+++ EXCERTO SELECIONADO

Paradoxalmente, Duguin envereda para uma deriva de assumida condição subalterna da Rússia, quando se propõe interpretar as diferentes formas da manifestação dessa condição. Articula uma perspectiva histórico-filosófica e escreve o seguinte: "Por um lado, isto pode significar que a Filosofia russa é um desdobramento da Filosofia da Europa Ocidental, o seu rebento tardio e específico (consequência). Por outro lado, é possível decifrar esta potenciação como uma resposta a um desafio, isto é, como um gesto defensivo forçado, dirigido, principalmente, contra a Filosofia Ocidental (como acontece com os eslavófilos e, em parte, os marxistas russos)”. Por fim convoca Oswald Spengler (1880-1936) e o seu  "pseudomorfismo”, isto é, o "resultado do enxerto heterogéneo e inorgânico (semiviolento-semivoluntário) de uma forma cultural noutra, o que lhe é completamente inapropriado”. E, finalmente, continua Duguin, "tal correlação pode ser vista como uma forma de expansão cultural, uma tentativa do Ocidente de espiritualizar a sociedade russa através da instalação do seu próprio código cultural racional, facilitando a administração do poder real e assegurando o controlo da sociedade ocidental sobre a sociedade. Em todo o caso, a Filosofia russa mantinha uma relação e ainda mantém uma relação com a Filosofia Ocidental, e não há razão para supor que isto não será assim no futuro”.

++++++

• [INSTRUÇÕES]:
1 > No excerto selecionado, que conceito de Oswald Spengler é convocado por Duguin?
2 > Transcreva todas as expressões que surgem entre parênteses no excerto selecionado.
3 > Traduza para inglês a seguinte frase do excerto selecionado: "Em todo o caso, a Filosofia russa mantinha uma relação e ainda mantém uma relação com a Filosofia Ocidental, e não há razão para supor que isto não será assim no futuro."

+++ MATERIAL FORNECIDO

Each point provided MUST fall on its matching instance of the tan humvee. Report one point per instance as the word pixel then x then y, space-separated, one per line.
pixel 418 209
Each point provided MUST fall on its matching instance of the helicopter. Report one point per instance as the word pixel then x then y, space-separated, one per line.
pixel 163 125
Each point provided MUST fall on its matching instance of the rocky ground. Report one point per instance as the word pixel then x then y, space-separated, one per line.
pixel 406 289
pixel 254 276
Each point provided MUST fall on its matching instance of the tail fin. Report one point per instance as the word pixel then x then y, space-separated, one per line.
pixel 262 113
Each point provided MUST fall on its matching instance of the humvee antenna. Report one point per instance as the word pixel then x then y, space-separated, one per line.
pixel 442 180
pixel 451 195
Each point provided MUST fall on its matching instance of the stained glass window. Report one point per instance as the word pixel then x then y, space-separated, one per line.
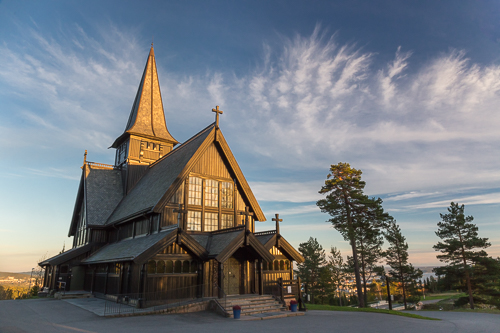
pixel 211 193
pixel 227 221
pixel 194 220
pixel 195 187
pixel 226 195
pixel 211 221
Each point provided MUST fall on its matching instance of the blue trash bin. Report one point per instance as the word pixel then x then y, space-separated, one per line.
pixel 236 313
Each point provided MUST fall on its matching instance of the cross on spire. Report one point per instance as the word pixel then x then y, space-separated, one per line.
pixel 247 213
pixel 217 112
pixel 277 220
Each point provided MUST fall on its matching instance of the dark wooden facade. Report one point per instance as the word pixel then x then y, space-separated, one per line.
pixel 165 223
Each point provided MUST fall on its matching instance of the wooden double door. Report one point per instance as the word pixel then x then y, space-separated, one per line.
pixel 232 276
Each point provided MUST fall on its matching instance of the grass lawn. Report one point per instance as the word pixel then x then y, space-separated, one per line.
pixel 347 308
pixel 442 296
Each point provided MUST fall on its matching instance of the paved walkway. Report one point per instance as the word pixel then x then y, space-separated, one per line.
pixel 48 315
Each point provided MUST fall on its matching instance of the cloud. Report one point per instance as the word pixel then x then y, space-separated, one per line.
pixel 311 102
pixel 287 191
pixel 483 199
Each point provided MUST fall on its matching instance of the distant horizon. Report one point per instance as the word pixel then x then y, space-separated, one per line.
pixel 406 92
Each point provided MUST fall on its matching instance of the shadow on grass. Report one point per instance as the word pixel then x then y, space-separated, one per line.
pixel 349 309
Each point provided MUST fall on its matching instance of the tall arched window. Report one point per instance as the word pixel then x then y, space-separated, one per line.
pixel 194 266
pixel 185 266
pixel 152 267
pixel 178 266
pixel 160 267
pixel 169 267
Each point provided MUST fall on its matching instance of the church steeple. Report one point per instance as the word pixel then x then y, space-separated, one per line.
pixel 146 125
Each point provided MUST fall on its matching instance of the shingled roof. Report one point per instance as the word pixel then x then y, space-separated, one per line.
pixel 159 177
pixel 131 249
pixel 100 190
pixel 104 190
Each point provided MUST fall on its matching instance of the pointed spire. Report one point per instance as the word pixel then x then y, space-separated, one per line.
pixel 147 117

++++++

• [RESOLUÇÕES POR TAREFA]:
1 > O "pseudomorfismo".

2 >
- (consequência)
- (como acontece com os eslavófilos e, em parte, os marxistas russos)
- (1880-1936)
- (semiviolento-semivoluntário)

3 > In any case, Russian philosophy maintained a relationship and still maintains a relationship with Western philosophy, and there is no reason to suppose that this will not be so in the future.